╭─ EXERCISE DATA

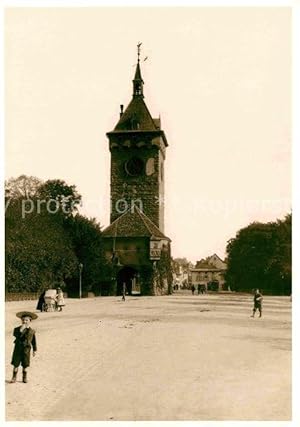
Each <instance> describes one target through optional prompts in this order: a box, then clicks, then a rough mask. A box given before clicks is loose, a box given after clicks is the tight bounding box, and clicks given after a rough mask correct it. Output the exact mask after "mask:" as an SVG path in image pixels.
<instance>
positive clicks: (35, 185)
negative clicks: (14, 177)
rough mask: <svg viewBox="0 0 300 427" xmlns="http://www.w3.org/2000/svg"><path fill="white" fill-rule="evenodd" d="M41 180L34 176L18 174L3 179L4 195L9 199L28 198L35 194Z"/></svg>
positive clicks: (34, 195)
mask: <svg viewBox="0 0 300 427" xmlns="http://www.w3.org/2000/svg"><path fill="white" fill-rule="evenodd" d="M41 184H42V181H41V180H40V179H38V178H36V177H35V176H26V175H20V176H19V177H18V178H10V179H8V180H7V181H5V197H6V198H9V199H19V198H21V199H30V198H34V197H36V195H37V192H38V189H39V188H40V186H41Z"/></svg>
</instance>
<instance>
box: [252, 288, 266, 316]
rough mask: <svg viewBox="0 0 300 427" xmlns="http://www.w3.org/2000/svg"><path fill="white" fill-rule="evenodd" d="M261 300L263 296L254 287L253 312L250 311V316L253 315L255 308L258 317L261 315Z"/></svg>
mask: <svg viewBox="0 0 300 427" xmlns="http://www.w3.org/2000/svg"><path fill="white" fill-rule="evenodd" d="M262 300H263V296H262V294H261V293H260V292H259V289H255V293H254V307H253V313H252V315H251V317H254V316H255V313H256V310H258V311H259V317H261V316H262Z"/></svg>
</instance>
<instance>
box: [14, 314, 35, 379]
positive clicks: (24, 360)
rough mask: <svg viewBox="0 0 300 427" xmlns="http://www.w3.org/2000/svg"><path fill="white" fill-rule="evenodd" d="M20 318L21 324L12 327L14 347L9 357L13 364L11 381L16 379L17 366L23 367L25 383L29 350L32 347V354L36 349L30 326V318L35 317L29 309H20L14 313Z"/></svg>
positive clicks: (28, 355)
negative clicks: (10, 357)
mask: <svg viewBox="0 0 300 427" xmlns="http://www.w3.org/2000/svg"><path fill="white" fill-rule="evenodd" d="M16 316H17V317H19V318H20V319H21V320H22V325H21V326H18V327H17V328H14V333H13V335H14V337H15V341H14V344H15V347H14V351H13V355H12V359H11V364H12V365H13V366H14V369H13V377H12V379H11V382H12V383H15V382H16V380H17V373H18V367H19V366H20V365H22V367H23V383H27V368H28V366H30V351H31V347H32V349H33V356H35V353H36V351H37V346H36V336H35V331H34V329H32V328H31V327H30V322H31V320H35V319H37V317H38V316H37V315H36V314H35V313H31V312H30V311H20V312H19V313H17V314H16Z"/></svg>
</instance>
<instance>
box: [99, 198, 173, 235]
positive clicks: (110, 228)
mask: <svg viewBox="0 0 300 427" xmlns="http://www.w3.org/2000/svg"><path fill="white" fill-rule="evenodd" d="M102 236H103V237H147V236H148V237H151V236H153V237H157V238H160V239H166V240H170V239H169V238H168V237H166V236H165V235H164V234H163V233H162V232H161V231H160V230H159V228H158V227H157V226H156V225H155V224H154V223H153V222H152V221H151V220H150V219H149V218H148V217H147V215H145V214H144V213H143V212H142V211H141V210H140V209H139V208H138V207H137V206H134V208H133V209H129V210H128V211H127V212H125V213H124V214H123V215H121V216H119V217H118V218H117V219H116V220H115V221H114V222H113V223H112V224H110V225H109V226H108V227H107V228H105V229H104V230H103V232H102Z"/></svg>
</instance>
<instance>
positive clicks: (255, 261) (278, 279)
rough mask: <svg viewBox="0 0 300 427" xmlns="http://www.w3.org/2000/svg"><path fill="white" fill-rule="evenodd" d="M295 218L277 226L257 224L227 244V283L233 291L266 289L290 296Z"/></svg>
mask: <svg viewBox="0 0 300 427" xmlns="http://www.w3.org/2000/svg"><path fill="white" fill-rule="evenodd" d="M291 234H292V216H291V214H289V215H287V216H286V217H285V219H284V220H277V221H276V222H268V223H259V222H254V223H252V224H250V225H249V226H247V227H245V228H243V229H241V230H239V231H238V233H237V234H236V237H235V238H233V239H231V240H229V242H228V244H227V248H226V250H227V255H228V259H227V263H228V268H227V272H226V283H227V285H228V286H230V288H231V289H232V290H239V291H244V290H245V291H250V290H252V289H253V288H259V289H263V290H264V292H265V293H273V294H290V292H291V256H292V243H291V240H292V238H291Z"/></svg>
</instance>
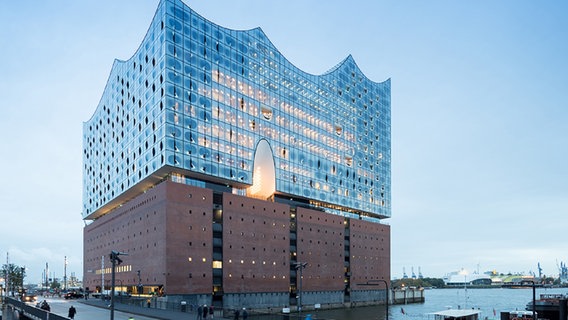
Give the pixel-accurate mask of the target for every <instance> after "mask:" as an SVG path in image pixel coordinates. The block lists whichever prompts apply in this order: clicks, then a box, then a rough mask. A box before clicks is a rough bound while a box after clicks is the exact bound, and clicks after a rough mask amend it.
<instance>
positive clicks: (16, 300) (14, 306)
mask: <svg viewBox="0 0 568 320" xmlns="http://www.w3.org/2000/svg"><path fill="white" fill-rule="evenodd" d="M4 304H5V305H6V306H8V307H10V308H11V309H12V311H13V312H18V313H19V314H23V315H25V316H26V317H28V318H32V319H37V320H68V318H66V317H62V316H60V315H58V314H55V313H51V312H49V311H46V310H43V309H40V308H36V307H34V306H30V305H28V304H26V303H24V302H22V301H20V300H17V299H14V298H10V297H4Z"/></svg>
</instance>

╰─

### TASK
Set down each entry above word for word, without its pictures.

### TASK RESPONSE
Each <instance> describes one target through optional prompts in this order: a box, then clicks, then a rough mask. A box given before clicks is loose, a box given after clicks is the tight bounding box, and clicks given after a rough mask correct it. Output the exact mask after "mask:" as an SVG path in image pixels.
<instance>
positive clicks: (35, 185)
negative clicks: (14, 177)
rough mask: <svg viewBox="0 0 300 427" xmlns="http://www.w3.org/2000/svg"><path fill="white" fill-rule="evenodd" d="M41 180L34 176L18 174L3 179L4 195L9 199L28 198L35 194Z"/></svg>
positive clicks: (34, 195)
mask: <svg viewBox="0 0 300 427" xmlns="http://www.w3.org/2000/svg"><path fill="white" fill-rule="evenodd" d="M41 184H42V181H41V180H40V179H38V178H36V177H35V176H26V175H20V176H19V177H18V178H10V179H8V180H7V181H5V197H6V198H9V199H19V198H21V199H30V198H34V197H36V195H37V192H38V189H39V188H40V186H41Z"/></svg>
</instance>
<instance>
box: [252, 288, 266, 316]
rough mask: <svg viewBox="0 0 300 427" xmlns="http://www.w3.org/2000/svg"><path fill="white" fill-rule="evenodd" d="M261 300L263 296L254 287L253 312L250 311V316L253 315L255 308L258 317L261 315Z"/></svg>
mask: <svg viewBox="0 0 300 427" xmlns="http://www.w3.org/2000/svg"><path fill="white" fill-rule="evenodd" d="M262 300H263V296H262V294H261V293H260V292H259V289H255V293H254V307H253V313H252V315H251V317H254V316H255V313H256V310H258V311H259V317H261V316H262Z"/></svg>
</instance>
<instance>
box: [14, 314, 35, 379]
positive clicks: (24, 360)
rough mask: <svg viewBox="0 0 300 427" xmlns="http://www.w3.org/2000/svg"><path fill="white" fill-rule="evenodd" d="M20 318L21 324L12 327L14 347L9 357L13 364L11 381L16 379L17 366L23 367L25 383L29 350L32 347V354L36 349L30 326V318L35 317L29 309H20L14 313Z"/></svg>
positive clicks: (28, 355)
negative clicks: (10, 357)
mask: <svg viewBox="0 0 300 427" xmlns="http://www.w3.org/2000/svg"><path fill="white" fill-rule="evenodd" d="M16 316H17V317H19V318H20V319H21V320H22V325H21V326H18V327H17V328H14V333H13V335H14V337H15V341H14V344H15V347H14V351H13V355H12V359H11V364H12V365H13V366H14V369H13V377H12V379H11V382H12V383H15V382H16V380H17V373H18V367H19V366H20V365H22V367H23V383H27V368H28V366H30V351H31V347H32V349H33V356H35V353H36V351H37V346H36V336H35V331H34V329H32V328H31V327H30V322H31V320H35V319H37V317H38V316H37V315H36V314H35V313H31V312H30V311H20V312H19V313H17V314H16Z"/></svg>
</instance>
<instance>
box: [99, 198, 173, 235]
positive clicks: (110, 228)
mask: <svg viewBox="0 0 300 427" xmlns="http://www.w3.org/2000/svg"><path fill="white" fill-rule="evenodd" d="M102 236H103V237H147V236H148V237H151V236H153V237H157V238H160V239H166V240H170V239H169V238H168V237H166V236H165V235H164V234H163V233H162V232H161V231H160V230H159V228H158V227H157V226H156V225H155V224H154V223H153V222H152V221H151V220H150V219H149V218H148V217H147V215H145V214H144V213H143V212H142V211H141V210H140V209H139V208H138V207H137V206H134V208H133V209H129V210H128V211H127V212H125V213H124V214H123V215H121V216H119V217H118V218H117V219H116V220H115V221H114V222H113V223H112V224H110V225H109V226H108V227H107V228H105V229H104V230H103V232H102Z"/></svg>
</instance>
<instance>
positive clicks: (255, 261) (278, 279)
rough mask: <svg viewBox="0 0 300 427" xmlns="http://www.w3.org/2000/svg"><path fill="white" fill-rule="evenodd" d="M295 218L277 226L257 224L227 244V283L233 291L266 289L290 296Z"/></svg>
mask: <svg viewBox="0 0 300 427" xmlns="http://www.w3.org/2000/svg"><path fill="white" fill-rule="evenodd" d="M291 234H292V216H291V214H289V215H287V216H286V217H285V219H284V220H277V221H276V222H268V223H259V222H254V223H252V224H250V225H249V226H247V227H245V228H243V229H241V230H239V231H238V233H237V234H236V237H235V238H233V239H231V240H229V242H228V244H227V248H226V250H227V255H228V259H227V263H228V268H227V272H226V283H227V285H228V286H230V288H231V289H232V290H239V291H244V290H245V291H250V290H252V289H253V288H259V289H263V290H264V292H265V293H273V294H290V292H291V256H292V243H291V240H292V238H291Z"/></svg>
</instance>
Give the pixel-accurate mask of the target for every <instance> after "mask:" as an SVG path in image pixel coordinates. The block lists whichever prompts apply in this order: clicks, then a box, then a rough mask. A box before clicks is a rough bound while a box after clicks is the exact bound, and clicks after a rough mask amend it.
<instance>
positive clicks: (16, 300) (14, 306)
mask: <svg viewBox="0 0 568 320" xmlns="http://www.w3.org/2000/svg"><path fill="white" fill-rule="evenodd" d="M4 304H5V305H6V306H8V307H10V308H11V309H12V311H13V312H18V313H19V314H23V315H25V316H26V317H28V318H32V319H37V320H68V318H66V317H62V316H60V315H58V314H55V313H51V312H49V311H46V310H43V309H40V308H36V307H34V306H30V305H28V304H26V303H24V302H22V301H20V300H17V299H14V298H10V297H4Z"/></svg>
</instance>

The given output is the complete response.